What is needed :: When you restate the records, do so word for word and omit any picture they contain.

Data supplied ::
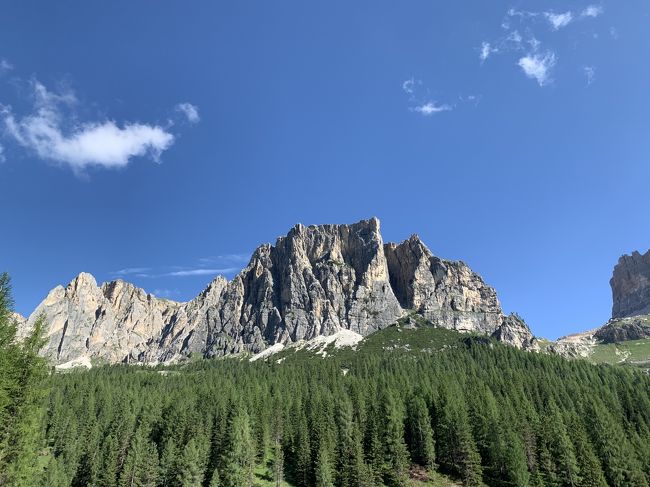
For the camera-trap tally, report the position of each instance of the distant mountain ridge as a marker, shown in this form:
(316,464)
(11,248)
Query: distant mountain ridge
(315,281)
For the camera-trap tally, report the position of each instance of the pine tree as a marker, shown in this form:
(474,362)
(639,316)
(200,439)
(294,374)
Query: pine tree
(396,457)
(239,459)
(141,464)
(591,472)
(22,390)
(215,480)
(420,433)
(324,473)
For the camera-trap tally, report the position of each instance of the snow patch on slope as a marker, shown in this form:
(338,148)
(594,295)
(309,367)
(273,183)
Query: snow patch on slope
(77,362)
(318,345)
(340,339)
(272,350)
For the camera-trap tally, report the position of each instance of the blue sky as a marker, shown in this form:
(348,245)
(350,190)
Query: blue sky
(162,142)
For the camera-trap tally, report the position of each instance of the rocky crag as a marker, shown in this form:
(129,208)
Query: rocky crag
(630,319)
(631,286)
(315,281)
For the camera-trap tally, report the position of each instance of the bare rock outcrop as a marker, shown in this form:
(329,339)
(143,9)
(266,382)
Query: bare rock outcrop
(446,293)
(315,281)
(631,285)
(624,329)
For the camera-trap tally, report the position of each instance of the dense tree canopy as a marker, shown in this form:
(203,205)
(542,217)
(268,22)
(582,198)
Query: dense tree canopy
(483,413)
(476,411)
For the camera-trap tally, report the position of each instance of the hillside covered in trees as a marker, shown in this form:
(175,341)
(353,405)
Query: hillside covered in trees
(407,407)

Result ::
For the camera-trap tally, report the position of each instance of the distant mountain ridge as a marker, shown in this form:
(316,464)
(11,248)
Query: distant mountain ridge
(315,281)
For the camera-trap tally, report the position of each instance of the pine tree as a marker, shown in this form:
(474,362)
(639,316)
(200,439)
(294,374)
Query: pine tree
(396,457)
(239,459)
(141,464)
(591,472)
(22,390)
(215,480)
(420,433)
(324,473)
For the camera-trap tally, report the position of each instance of the snow patch on slope as a marker, shown in this form:
(338,148)
(594,295)
(309,367)
(273,183)
Query: snow patch on slope
(77,362)
(318,345)
(340,339)
(272,350)
For the camera-trap tally, report the position of each instance of the blue sky as a marker, shown in this form:
(348,245)
(350,190)
Query: blue sky
(162,142)
For the camera-trap tally, report the position of each instance of the rocky crag as a marker, shown in this form:
(129,208)
Query: rocky crag
(630,319)
(631,286)
(315,281)
For the camera-trap tally, report the position of each instance of the bare rock outcrop as a marker, shown in this form:
(329,339)
(143,9)
(266,382)
Query: bare rock outcrop
(446,293)
(315,281)
(631,285)
(624,329)
For the camera-trap tally, report the position of each instance of the dense tree canopy as a marker, shown in this form:
(203,205)
(542,217)
(268,22)
(582,198)
Query: dense tree canopy
(483,413)
(476,411)
For the camera-trap tally, report the position of each instance of the hillside covered in trees as a marker, shown in this form:
(175,341)
(353,405)
Query: hillside covered in trees
(407,407)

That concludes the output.